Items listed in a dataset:

[Begin]

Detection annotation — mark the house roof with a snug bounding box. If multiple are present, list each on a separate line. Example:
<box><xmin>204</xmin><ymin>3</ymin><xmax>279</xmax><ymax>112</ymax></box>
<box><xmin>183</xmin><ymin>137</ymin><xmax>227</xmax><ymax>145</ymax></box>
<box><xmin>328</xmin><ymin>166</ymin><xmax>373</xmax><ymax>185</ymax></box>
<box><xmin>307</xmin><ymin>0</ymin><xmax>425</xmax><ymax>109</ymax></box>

[End]

Task prompt: Reproduce each line of the records above verbatim, without changing anything.

Complete response:
Detection annotation — mark the house roof with a snug bounding box. If multiple are present, list each on a separate line. Example:
<box><xmin>204</xmin><ymin>3</ymin><xmax>279</xmax><ymax>112</ymax></box>
<box><xmin>183</xmin><ymin>137</ymin><xmax>227</xmax><ymax>145</ymax></box>
<box><xmin>328</xmin><ymin>166</ymin><xmax>373</xmax><ymax>185</ymax></box>
<box><xmin>307</xmin><ymin>0</ymin><xmax>425</xmax><ymax>109</ymax></box>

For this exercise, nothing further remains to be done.